**TASK**
Rewrite the rows from the line containing "Point out the large" through the end of the rows, changing "white t-shirt" to "gray t-shirt" and leaving everything else as it is.

Excerpts from a location annotation dataset:
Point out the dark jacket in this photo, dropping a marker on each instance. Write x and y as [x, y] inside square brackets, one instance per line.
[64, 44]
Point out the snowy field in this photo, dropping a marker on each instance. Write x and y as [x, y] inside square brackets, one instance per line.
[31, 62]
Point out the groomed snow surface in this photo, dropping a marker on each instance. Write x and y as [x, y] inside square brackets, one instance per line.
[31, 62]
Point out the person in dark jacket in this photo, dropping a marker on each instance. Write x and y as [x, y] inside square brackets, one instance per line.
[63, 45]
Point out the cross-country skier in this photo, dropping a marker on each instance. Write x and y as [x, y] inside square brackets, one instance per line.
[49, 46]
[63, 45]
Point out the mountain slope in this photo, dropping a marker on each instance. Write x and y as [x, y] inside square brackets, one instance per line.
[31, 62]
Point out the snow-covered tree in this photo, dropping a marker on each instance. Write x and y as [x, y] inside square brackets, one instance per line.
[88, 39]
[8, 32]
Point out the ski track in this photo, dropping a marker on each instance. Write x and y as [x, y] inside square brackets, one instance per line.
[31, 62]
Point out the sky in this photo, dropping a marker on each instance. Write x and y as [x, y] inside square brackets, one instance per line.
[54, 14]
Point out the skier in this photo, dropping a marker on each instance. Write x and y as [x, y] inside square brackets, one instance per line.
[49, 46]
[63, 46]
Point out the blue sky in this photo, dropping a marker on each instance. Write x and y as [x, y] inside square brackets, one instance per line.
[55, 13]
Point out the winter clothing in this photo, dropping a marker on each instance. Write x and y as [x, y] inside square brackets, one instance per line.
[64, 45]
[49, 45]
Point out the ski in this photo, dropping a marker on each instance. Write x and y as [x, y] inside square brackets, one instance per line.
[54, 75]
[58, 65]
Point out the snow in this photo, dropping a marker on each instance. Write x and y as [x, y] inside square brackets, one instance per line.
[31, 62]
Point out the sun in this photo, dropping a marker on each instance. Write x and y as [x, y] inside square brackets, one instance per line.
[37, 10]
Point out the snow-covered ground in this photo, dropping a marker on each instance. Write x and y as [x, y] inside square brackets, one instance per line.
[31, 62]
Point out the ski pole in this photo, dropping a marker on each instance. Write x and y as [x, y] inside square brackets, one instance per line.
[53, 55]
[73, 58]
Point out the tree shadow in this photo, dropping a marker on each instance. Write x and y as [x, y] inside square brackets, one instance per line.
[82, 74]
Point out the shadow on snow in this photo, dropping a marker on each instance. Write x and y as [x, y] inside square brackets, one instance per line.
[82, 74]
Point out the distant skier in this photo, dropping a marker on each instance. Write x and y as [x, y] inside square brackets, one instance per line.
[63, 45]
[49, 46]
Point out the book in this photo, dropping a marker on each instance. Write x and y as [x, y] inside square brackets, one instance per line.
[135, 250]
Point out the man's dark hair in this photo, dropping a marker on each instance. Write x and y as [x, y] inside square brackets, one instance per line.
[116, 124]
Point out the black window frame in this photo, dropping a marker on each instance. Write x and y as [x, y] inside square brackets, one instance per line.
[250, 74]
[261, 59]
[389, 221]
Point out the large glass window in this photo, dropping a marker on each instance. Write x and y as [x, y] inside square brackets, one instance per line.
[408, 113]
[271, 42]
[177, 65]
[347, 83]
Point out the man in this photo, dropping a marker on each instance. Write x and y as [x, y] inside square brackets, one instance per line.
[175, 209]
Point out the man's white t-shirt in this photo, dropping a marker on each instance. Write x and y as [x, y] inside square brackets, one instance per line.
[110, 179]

**FULL SOLUTION**
Point out the large glass window in this photo, dropping a marker on each instance. Write x and y as [x, y] inside square brackets, one instance per line.
[408, 113]
[271, 42]
[177, 65]
[347, 83]
Point out the man in this photo, dropping a marker on each instance. Write x and y as [x, y] inside square brackets, one instance per line.
[175, 209]
Point out the man's gray t-shirt in this photo, dropping a marker on each instance. Write x and y as [x, y] inside square brackets, one instance per line.
[110, 179]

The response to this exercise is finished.